Excerpts from a location annotation dataset
* * *

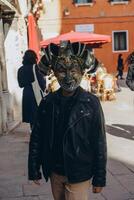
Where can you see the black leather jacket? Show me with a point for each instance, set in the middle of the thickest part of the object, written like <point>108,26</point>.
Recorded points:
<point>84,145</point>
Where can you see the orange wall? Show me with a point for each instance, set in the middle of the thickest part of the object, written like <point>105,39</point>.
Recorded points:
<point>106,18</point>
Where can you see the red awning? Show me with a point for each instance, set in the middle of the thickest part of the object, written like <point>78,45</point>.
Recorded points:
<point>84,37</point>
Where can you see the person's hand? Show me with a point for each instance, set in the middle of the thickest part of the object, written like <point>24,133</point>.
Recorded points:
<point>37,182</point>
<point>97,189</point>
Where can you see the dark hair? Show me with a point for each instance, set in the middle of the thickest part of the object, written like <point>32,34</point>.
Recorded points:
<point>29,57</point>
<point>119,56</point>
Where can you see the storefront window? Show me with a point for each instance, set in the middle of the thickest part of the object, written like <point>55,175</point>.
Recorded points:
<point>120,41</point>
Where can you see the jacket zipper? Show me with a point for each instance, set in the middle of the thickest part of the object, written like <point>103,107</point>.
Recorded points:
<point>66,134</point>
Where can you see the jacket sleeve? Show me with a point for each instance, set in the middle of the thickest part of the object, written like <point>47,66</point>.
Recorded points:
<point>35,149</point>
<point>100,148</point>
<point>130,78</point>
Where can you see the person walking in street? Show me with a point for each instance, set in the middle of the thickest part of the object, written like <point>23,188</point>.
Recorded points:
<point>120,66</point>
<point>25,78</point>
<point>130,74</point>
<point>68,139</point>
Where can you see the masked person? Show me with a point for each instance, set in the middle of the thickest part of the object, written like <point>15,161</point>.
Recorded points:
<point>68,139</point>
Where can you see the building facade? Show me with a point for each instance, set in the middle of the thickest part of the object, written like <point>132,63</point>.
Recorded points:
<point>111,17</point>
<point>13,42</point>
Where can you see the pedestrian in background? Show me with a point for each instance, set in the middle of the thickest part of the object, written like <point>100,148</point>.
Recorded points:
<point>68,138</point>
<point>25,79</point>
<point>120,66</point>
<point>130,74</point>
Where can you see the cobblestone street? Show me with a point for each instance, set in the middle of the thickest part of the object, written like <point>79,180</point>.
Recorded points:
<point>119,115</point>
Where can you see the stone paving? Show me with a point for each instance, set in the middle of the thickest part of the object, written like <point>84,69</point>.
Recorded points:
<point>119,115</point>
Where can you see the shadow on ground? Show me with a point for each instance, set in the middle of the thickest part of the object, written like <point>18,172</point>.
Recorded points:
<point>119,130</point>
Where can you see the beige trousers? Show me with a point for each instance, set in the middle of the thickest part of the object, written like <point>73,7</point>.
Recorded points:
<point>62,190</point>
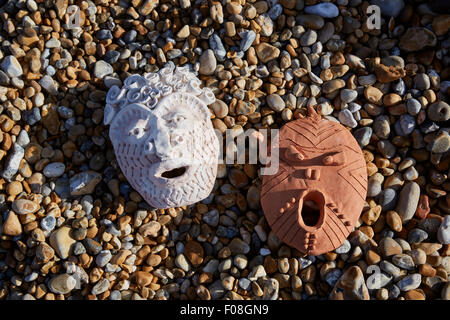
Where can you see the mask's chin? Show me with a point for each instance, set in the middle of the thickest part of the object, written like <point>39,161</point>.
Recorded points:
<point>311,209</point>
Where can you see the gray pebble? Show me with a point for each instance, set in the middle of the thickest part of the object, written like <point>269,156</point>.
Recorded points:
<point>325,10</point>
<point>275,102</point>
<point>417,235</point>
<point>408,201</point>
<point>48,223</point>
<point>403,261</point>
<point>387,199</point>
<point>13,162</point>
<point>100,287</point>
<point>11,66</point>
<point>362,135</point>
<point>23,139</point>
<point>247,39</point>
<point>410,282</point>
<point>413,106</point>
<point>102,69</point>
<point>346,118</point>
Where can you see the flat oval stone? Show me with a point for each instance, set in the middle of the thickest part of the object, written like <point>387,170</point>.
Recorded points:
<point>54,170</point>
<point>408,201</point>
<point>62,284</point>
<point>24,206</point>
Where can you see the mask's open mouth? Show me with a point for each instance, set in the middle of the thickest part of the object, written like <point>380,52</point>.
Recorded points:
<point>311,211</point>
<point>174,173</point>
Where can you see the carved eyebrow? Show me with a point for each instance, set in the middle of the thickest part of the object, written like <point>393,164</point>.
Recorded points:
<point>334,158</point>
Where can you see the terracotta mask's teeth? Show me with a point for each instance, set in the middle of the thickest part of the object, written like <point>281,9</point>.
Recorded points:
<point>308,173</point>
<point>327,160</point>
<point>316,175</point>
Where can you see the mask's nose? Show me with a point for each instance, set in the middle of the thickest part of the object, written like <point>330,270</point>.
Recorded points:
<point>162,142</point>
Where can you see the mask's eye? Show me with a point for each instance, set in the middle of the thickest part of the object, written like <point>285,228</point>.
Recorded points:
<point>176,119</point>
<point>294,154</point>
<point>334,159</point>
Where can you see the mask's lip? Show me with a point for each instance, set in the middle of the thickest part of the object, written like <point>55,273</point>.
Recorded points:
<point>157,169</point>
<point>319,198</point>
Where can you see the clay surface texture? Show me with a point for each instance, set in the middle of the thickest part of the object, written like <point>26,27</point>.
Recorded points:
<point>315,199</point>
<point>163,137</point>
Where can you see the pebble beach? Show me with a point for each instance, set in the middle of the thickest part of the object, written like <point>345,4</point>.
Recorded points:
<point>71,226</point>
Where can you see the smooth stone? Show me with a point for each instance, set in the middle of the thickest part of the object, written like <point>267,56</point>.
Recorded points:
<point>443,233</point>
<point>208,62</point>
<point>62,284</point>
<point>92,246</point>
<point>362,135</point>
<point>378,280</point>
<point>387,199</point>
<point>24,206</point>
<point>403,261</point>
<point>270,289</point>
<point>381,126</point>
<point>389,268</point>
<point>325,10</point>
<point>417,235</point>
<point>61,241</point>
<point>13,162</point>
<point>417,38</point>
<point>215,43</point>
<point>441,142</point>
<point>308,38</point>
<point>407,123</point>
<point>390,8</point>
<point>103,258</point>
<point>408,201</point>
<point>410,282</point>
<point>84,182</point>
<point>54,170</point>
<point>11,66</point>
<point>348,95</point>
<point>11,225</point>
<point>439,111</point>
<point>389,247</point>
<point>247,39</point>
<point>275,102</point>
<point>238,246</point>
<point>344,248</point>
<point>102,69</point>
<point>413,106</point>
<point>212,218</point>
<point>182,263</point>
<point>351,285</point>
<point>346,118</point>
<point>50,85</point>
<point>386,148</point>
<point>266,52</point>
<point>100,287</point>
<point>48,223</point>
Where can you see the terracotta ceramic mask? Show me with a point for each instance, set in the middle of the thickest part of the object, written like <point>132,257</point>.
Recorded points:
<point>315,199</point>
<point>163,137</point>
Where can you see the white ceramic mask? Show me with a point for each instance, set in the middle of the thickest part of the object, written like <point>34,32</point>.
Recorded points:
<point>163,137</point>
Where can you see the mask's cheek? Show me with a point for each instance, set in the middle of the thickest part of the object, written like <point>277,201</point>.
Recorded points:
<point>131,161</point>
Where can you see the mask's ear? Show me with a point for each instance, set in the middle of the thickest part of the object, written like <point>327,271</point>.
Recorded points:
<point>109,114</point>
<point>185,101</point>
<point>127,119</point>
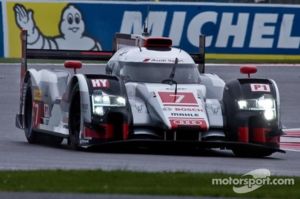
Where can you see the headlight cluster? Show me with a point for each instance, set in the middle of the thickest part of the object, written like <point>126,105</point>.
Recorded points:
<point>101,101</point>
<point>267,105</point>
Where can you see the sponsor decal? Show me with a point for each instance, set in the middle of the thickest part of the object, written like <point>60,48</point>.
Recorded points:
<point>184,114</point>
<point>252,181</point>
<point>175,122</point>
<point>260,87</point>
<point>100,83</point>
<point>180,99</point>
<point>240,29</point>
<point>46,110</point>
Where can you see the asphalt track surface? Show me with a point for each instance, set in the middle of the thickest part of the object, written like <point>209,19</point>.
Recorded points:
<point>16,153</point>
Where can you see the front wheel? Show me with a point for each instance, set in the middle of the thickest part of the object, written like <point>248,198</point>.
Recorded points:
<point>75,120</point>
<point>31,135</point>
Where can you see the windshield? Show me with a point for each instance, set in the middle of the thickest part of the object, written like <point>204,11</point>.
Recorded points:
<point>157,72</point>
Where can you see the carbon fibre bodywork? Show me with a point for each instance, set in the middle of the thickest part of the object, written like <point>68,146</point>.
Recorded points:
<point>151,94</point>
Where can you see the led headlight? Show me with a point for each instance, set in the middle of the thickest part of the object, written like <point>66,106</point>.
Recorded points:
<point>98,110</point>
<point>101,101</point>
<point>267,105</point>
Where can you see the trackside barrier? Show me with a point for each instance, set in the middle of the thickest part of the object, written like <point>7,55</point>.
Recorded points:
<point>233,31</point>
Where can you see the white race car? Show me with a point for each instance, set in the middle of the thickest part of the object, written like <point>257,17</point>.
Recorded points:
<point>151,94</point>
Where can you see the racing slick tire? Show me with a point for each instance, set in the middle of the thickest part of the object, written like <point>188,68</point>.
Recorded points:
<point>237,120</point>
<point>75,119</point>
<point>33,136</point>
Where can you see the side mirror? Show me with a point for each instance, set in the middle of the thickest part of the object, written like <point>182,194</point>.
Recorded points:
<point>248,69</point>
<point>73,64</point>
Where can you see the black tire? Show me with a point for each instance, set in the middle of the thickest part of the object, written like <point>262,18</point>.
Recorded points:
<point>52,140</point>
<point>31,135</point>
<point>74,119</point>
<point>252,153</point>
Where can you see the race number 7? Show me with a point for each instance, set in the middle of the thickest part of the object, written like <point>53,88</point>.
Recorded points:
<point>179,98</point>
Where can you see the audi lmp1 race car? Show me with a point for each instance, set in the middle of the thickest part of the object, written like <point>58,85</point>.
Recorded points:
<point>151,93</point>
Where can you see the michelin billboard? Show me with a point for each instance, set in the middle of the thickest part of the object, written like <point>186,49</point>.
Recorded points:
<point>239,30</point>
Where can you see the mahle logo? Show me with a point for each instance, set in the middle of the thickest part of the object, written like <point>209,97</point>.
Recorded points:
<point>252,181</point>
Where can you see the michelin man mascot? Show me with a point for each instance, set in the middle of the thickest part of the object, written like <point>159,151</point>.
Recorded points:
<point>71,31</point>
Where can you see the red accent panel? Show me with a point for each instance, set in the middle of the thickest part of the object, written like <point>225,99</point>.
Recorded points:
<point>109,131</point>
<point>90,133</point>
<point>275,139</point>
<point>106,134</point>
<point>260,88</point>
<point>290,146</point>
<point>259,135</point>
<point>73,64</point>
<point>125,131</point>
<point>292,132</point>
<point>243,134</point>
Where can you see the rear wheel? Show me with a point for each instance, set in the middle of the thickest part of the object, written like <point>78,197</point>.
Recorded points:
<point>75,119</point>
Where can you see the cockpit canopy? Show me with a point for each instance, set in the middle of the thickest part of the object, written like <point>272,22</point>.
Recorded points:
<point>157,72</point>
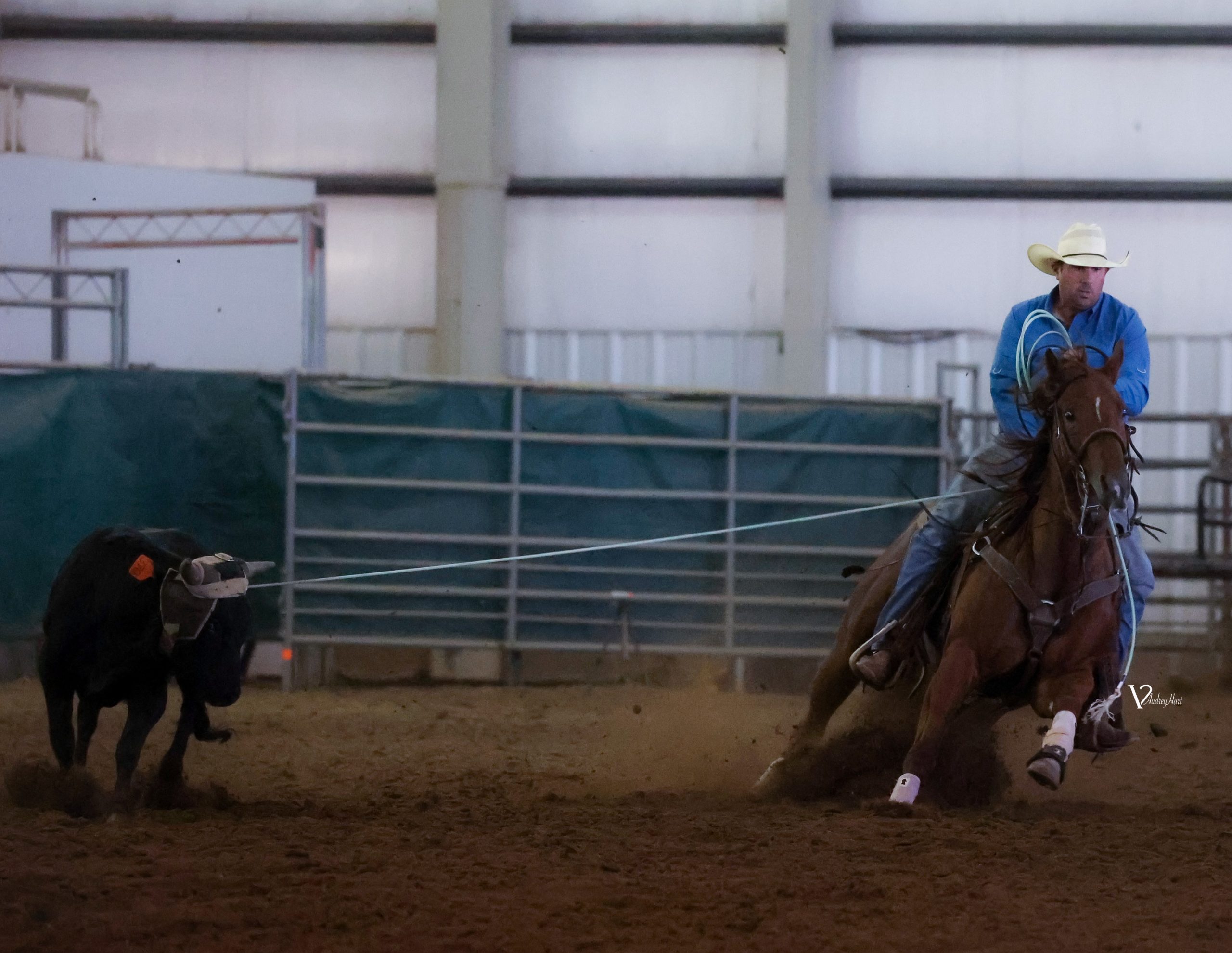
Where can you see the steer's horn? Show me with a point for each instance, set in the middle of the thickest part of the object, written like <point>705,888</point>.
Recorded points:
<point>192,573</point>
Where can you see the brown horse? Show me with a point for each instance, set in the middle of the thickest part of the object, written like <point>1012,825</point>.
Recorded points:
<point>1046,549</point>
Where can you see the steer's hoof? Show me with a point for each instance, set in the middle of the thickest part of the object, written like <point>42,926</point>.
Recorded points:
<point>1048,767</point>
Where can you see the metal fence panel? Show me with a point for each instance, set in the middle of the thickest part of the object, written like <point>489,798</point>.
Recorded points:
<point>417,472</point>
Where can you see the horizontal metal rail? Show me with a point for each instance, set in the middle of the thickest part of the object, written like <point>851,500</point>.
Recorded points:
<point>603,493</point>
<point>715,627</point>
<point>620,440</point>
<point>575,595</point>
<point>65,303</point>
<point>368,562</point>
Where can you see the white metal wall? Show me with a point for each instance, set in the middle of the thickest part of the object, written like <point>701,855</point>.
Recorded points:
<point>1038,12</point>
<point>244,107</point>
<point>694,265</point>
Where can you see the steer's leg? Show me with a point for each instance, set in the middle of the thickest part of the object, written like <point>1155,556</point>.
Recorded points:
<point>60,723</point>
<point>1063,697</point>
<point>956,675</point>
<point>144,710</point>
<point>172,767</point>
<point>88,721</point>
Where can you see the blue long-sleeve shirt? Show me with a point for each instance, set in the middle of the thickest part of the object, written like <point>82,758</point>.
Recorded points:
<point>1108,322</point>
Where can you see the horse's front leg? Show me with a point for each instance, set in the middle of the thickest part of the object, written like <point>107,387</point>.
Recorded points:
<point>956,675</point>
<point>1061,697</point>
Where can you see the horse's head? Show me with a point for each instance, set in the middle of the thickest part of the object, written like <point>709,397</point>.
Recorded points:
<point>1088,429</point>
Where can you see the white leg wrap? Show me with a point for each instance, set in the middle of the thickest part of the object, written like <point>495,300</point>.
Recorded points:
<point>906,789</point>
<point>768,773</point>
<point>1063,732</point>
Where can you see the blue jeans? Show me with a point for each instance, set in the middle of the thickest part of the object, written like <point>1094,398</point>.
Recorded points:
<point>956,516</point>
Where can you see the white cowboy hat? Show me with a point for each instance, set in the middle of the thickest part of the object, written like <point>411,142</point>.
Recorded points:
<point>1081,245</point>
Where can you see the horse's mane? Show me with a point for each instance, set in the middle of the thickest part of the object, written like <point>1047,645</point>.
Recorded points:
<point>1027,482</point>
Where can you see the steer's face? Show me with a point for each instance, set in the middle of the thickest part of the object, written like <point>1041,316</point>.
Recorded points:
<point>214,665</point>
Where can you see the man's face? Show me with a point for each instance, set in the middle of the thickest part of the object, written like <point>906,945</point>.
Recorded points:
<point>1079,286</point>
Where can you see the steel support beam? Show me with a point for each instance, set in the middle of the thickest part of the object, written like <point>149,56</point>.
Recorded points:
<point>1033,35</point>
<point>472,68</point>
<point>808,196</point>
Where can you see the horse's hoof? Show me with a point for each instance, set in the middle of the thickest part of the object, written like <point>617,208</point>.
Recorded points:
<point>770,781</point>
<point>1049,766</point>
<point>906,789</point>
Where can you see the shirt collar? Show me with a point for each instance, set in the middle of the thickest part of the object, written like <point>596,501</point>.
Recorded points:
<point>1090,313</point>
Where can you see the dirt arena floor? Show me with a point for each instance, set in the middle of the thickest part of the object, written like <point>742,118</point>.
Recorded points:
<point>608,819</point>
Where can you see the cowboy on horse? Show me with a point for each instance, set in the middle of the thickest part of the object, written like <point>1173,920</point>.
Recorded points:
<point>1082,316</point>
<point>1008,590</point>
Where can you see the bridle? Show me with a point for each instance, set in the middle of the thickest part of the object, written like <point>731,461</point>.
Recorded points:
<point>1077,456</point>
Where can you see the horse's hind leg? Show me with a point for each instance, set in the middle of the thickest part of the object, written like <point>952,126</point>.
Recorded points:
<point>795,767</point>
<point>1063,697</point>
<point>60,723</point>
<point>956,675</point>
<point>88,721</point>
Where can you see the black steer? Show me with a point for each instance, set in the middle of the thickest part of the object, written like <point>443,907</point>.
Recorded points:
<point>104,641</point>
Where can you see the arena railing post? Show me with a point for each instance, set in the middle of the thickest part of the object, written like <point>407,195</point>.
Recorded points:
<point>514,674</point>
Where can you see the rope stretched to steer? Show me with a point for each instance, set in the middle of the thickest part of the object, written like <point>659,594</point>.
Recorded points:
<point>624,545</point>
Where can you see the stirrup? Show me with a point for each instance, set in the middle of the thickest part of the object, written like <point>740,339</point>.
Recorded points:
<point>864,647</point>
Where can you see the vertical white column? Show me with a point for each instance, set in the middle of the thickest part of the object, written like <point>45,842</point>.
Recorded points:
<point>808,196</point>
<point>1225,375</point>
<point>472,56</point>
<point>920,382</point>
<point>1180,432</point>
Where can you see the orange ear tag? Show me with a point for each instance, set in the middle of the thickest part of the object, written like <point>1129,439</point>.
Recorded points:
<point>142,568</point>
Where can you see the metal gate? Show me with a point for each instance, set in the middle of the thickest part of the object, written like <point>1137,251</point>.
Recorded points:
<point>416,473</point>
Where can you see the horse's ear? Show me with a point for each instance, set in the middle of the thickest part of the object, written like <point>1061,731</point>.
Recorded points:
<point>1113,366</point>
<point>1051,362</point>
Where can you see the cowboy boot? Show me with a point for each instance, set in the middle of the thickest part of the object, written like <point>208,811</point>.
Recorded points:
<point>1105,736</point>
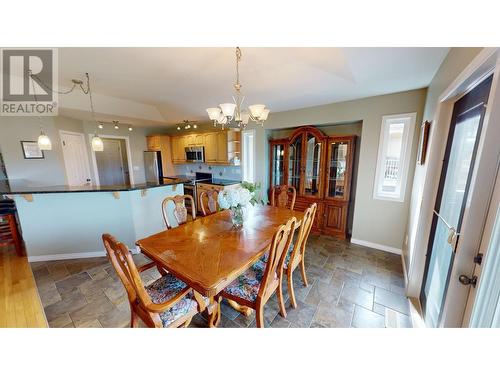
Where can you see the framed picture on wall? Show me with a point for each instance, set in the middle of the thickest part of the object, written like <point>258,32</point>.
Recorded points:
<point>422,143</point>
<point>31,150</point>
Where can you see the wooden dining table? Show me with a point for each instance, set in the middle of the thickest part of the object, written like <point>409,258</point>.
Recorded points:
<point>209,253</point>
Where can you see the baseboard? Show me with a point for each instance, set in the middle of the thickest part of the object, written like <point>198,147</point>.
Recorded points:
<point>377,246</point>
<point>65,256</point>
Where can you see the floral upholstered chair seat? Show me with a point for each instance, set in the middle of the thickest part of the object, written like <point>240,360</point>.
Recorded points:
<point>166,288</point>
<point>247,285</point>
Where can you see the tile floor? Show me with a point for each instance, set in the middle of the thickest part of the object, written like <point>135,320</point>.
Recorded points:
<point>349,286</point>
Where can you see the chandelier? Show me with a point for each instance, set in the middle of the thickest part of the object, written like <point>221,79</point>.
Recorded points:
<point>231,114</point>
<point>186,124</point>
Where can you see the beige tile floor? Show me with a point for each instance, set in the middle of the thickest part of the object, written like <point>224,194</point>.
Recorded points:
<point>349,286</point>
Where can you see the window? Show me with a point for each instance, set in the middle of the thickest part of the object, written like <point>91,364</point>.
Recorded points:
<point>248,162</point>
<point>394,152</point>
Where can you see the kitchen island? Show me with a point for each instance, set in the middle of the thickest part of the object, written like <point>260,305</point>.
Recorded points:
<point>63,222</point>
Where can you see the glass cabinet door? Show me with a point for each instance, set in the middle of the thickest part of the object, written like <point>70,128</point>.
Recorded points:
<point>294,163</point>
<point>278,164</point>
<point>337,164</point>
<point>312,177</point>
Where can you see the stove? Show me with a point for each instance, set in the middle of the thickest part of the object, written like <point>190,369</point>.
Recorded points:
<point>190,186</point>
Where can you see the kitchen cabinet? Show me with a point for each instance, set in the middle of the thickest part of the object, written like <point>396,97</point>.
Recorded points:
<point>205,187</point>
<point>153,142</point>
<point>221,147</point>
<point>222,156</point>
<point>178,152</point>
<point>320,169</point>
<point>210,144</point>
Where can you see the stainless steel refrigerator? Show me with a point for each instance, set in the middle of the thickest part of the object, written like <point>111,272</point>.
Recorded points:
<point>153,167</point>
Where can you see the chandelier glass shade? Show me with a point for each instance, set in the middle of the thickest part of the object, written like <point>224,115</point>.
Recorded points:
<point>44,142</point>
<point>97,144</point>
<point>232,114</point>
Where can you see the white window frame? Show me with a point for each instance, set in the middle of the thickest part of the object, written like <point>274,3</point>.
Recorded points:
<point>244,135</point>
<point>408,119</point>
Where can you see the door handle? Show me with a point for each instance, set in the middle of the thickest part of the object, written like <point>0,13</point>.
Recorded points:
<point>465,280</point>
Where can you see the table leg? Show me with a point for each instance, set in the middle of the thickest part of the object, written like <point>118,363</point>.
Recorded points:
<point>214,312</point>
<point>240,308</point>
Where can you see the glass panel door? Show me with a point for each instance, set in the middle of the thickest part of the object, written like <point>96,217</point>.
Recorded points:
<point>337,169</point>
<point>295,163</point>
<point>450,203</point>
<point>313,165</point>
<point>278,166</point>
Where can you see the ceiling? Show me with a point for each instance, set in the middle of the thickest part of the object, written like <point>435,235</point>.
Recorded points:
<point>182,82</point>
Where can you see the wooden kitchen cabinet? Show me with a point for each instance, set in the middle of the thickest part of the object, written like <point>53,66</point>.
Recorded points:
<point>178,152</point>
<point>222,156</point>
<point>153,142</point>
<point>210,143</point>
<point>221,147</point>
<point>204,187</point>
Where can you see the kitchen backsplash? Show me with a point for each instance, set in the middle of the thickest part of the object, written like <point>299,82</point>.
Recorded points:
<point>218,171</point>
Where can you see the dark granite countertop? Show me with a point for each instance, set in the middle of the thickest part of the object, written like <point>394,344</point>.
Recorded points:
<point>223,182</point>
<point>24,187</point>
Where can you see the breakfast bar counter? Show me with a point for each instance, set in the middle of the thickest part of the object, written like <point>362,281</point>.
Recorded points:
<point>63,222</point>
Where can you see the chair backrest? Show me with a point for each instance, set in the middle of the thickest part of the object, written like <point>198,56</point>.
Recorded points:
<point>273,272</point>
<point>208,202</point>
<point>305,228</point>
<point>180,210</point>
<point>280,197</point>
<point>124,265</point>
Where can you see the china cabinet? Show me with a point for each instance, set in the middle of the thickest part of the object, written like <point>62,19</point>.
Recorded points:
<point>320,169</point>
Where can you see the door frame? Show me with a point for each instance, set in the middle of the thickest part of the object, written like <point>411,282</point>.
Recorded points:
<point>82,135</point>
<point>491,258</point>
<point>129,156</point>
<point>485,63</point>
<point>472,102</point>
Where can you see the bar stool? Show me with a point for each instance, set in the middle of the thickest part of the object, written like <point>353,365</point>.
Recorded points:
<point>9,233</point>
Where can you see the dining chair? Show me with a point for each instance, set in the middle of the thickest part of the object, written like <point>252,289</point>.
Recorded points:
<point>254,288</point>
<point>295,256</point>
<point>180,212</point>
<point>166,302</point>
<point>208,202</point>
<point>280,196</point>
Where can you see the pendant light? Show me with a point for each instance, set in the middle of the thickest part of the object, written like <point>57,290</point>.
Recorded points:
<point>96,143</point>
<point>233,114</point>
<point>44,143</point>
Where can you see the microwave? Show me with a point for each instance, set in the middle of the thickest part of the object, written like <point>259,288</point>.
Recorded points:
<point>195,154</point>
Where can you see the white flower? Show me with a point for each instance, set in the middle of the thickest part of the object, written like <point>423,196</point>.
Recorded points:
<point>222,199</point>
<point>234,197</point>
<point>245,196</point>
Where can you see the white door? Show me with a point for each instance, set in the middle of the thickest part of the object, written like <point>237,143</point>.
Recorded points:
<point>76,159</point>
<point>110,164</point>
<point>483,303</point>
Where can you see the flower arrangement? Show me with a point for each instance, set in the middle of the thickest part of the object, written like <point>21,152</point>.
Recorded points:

* * *

▸ **Required task**: Give everything in the entries from the line containing "Where can you see the wooden dining" down to the line containing "<point>209,253</point>", both lines included, as a JSON list of strings with one string per line and any blank lines left out.

▸ **Exercise output**:
[
  "Where can you see the wooden dining table? Show me with a point for each instance, set in the middle of the thickest part of the object, written like <point>409,258</point>.",
  "Recorded points:",
  "<point>209,253</point>"
]